STATED GOAL> Skip the pictures. Repeat everything else in the records word for word.

** begin MATERIAL TO PROCESS **

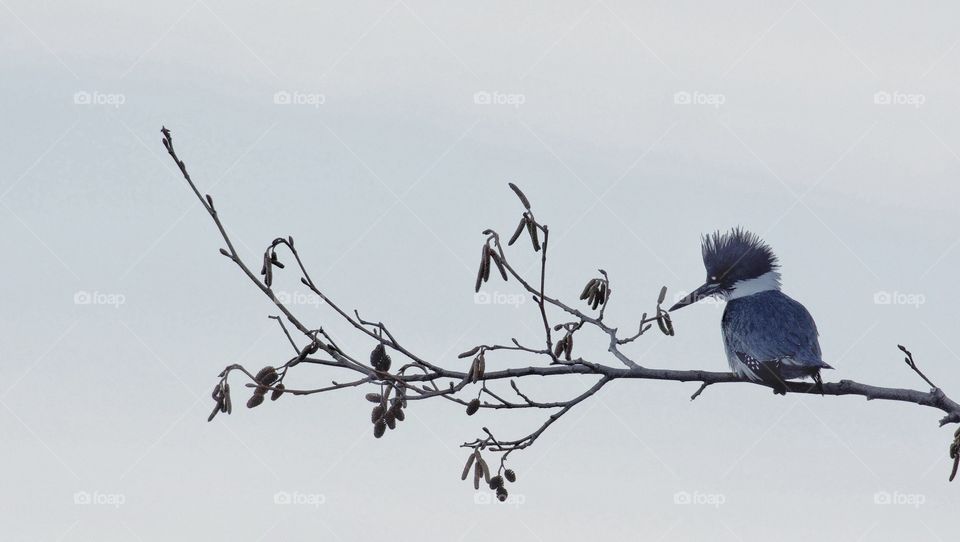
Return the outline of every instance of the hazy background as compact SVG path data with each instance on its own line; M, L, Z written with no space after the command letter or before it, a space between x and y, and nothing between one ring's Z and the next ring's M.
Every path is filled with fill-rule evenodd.
M347 390L208 424L225 365L275 364L289 345L217 254L159 130L245 256L293 235L325 291L437 363L539 340L529 300L472 292L480 232L519 219L513 180L554 232L548 287L575 297L603 267L623 330L661 285L673 299L700 284L702 232L740 224L816 317L828 379L923 389L900 342L960 394L958 16L945 2L0 1L2 537L954 539L953 428L906 404L733 385L691 403L696 384L614 383L514 454L508 505L460 482L458 445L484 425L525 435L545 412L415 404L375 440L364 392ZM511 254L535 263L523 243ZM277 280L308 323L371 348L297 286ZM628 351L724 370L720 314L688 308L676 337ZM578 350L615 363L585 336ZM525 386L549 399L591 382Z

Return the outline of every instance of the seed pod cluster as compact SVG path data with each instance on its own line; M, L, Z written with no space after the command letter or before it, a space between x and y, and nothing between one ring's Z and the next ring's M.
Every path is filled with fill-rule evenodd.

** end MATERIAL TO PROCESS **

THE OUTPUT>
Return the outline of every instance of the hazy background as compact SVG path data with each instance on its own line; M, L, Z written with no space after the command letter or before it, a space between x and y, and nothing between one ring's Z and the next ring's M.
Every path is filled with fill-rule evenodd.
M347 390L208 424L225 365L275 364L289 345L217 254L159 130L245 256L293 235L325 291L437 363L539 340L529 300L472 292L480 232L519 219L513 180L554 232L548 287L575 297L603 267L623 330L661 285L673 299L700 284L702 232L740 224L816 317L828 379L923 389L900 342L960 394L958 16L945 2L0 1L2 537L954 539L953 428L906 404L733 385L691 403L696 384L614 383L514 454L508 505L460 482L458 445L484 425L525 435L545 412L415 404L375 440L364 392ZM511 254L535 263L523 243ZM277 280L308 323L371 348L297 286ZM628 351L724 370L720 314L688 308L676 337ZM578 350L615 363L585 336ZM525 386L549 399L591 382Z

Return the outline of every instance of the seed pod cluster as compact SVG path data with each instance on its own line; M, L, Z written with no space after the command letter or before it, a space between x and y, and nothing between one ring's Z and the next ring's M.
Every path is filled with fill-rule evenodd.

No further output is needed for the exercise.